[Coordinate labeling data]
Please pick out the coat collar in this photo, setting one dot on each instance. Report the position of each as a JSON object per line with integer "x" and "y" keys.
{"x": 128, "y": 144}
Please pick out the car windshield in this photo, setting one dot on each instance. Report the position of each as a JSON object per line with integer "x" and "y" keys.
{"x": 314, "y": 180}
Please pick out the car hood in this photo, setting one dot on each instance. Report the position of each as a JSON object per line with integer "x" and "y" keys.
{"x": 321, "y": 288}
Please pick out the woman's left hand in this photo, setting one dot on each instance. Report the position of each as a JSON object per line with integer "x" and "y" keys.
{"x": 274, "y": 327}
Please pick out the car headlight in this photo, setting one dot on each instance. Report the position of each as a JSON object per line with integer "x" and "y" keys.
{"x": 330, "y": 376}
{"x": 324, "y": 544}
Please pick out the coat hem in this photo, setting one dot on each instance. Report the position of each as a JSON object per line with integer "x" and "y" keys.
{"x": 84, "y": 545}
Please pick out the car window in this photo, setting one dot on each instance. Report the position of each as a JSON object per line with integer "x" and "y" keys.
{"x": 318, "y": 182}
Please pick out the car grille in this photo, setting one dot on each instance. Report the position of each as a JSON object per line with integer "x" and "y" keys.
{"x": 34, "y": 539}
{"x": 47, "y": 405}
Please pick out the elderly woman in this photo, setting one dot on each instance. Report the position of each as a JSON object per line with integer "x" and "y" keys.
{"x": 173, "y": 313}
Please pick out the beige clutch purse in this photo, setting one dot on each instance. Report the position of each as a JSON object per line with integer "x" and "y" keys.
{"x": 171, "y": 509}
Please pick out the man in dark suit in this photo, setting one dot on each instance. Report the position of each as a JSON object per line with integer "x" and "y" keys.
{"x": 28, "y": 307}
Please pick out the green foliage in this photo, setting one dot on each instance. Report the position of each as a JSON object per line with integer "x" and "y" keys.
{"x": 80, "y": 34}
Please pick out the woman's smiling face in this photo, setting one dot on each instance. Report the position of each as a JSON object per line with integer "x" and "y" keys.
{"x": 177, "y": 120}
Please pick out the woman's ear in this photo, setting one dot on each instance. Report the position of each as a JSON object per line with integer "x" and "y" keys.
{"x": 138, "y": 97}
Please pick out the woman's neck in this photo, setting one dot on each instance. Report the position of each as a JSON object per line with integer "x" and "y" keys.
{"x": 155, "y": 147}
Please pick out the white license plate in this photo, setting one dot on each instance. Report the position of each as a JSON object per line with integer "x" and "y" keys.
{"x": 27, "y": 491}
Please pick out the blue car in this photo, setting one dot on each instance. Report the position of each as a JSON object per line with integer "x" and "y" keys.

*Aim*
Copy out, unchanged, the part of the data that opens with the line containing "Please pick out the man" and continues through the end of the data, including both of those ends.

*Reply*
Please pick out the man in dark suit in this photo, setting one dot on each instance. Report the position of each as a JSON object per line with integer "x" and "y" keys.
{"x": 28, "y": 307}
Please pick out the green foliage in this photo, setting one dot on each instance. Report the position of each as a JSON object per line with integer "x" and "y" keys.
{"x": 80, "y": 34}
Please pick out the woman's smiling face in this photo, setting one dot on each instance. Report the position of each as a JSON object per line with integer "x" and "y" keys.
{"x": 177, "y": 120}
Please pick out the woman's ear in this photo, setting one dot on each instance. Report the position of each as a JSON object per line with integer "x" and "y" keys.
{"x": 138, "y": 97}
Please pick out the woman's neck in this photo, setting one dot on each instance. Report the position of each as a JSON object per line with integer "x" and "y" keys.
{"x": 155, "y": 147}
Please pick out the white license plate in this photo, setting one dot on each instance. Report the position of each as a JSON object per line with integer "x" and "y" keys.
{"x": 27, "y": 491}
Please pick out the blue car in this photo, setting one dot on each instance. Report the position of each as a JSON object per line with integer "x" and "y" keys.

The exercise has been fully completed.